§ **WHAT IS BEING ASKED**
Transcribe the lines below exactly, beginning with the line that holds "the sunglasses lens" and ending with the final line, both included. Pictures are to be left out.

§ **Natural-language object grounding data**
******

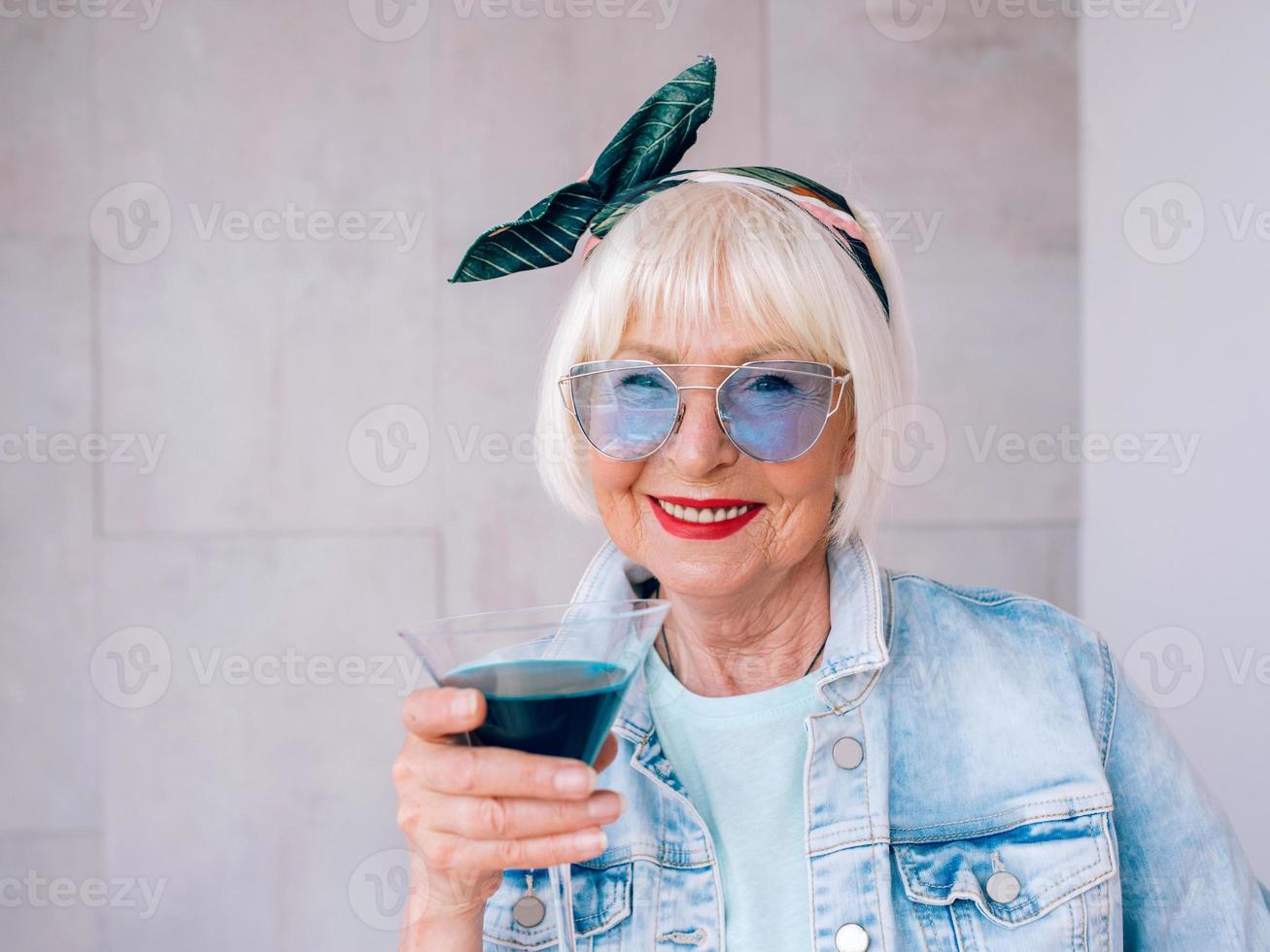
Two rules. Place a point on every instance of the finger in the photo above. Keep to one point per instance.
(498, 772)
(433, 714)
(607, 753)
(518, 818)
(445, 851)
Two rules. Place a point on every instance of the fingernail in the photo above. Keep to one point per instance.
(463, 703)
(606, 803)
(573, 779)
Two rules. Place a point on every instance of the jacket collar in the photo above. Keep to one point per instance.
(853, 655)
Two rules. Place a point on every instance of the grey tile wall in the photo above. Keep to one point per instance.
(288, 380)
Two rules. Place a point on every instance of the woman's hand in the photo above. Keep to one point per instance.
(471, 812)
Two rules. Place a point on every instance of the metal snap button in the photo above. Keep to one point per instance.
(1004, 888)
(848, 753)
(851, 938)
(529, 910)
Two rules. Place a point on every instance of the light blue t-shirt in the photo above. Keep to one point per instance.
(741, 761)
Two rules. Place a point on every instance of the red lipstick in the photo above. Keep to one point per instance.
(703, 530)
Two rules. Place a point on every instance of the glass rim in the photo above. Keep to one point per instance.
(435, 628)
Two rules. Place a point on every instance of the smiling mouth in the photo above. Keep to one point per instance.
(716, 510)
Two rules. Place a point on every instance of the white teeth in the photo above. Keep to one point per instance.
(703, 516)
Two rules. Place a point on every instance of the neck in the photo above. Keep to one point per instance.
(764, 636)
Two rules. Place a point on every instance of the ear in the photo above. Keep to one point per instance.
(847, 456)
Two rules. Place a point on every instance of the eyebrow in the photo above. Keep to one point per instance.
(663, 356)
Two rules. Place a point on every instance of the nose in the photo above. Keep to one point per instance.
(698, 444)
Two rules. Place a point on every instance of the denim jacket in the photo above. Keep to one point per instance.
(1014, 795)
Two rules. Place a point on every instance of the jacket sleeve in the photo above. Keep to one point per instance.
(1185, 880)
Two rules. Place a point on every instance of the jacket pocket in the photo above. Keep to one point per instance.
(601, 902)
(1033, 886)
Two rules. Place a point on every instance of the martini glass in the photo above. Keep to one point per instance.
(553, 677)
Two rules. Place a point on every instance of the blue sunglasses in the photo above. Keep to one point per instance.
(772, 410)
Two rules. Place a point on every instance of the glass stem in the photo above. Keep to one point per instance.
(562, 885)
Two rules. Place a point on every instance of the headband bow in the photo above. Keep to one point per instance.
(635, 165)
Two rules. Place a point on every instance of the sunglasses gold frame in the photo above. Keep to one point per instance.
(566, 386)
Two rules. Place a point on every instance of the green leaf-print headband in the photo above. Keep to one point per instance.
(635, 165)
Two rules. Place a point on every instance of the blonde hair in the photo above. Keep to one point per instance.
(682, 256)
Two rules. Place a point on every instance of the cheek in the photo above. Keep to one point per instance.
(611, 480)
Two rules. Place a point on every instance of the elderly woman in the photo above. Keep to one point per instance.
(819, 754)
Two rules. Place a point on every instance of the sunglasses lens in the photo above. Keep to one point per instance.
(625, 409)
(776, 410)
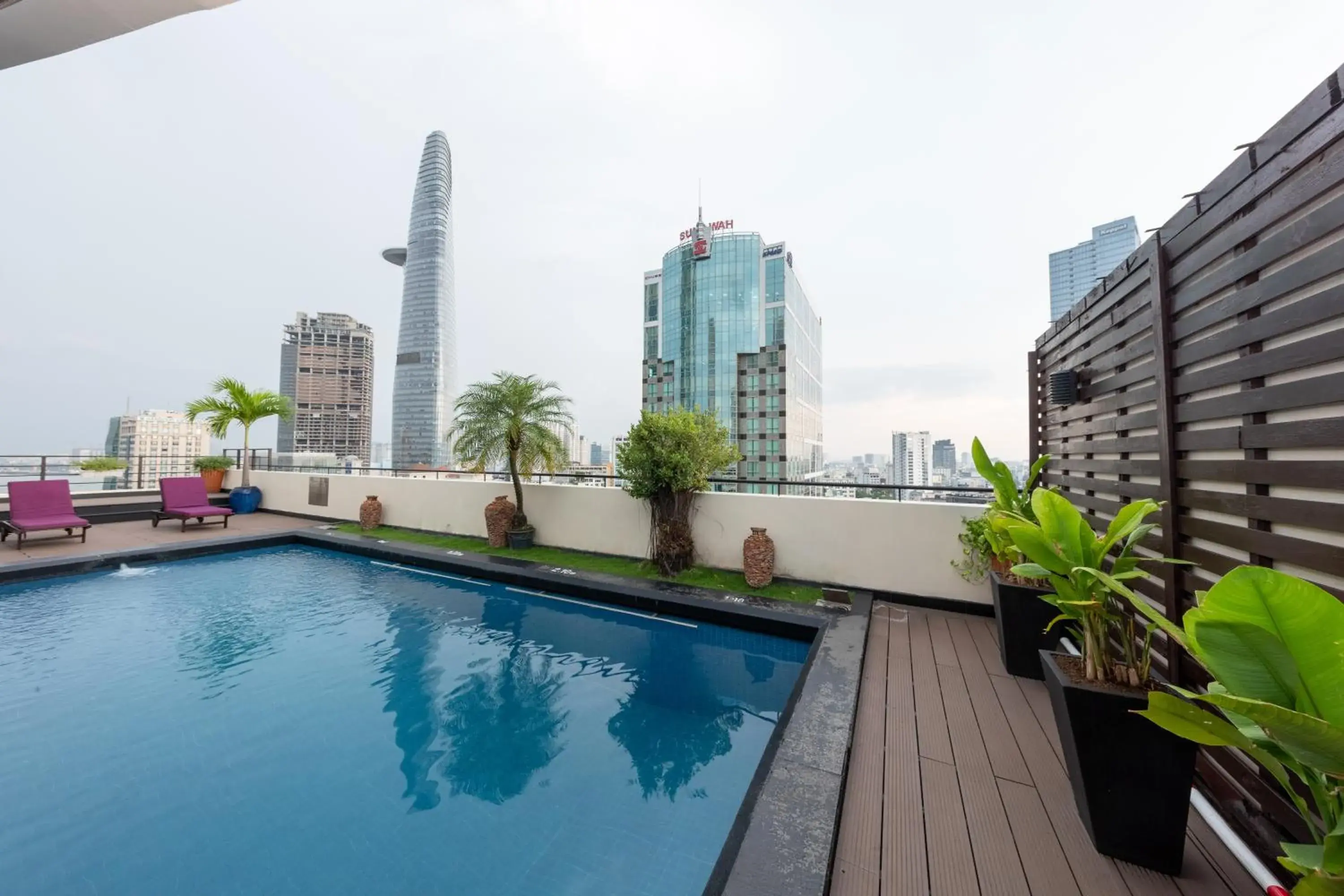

******

§ **ANSWER BELOW**
Two rules. Place a point on every instance of the sunglasses lens in the photo above. Keep to one point per instance.
(625, 409)
(776, 410)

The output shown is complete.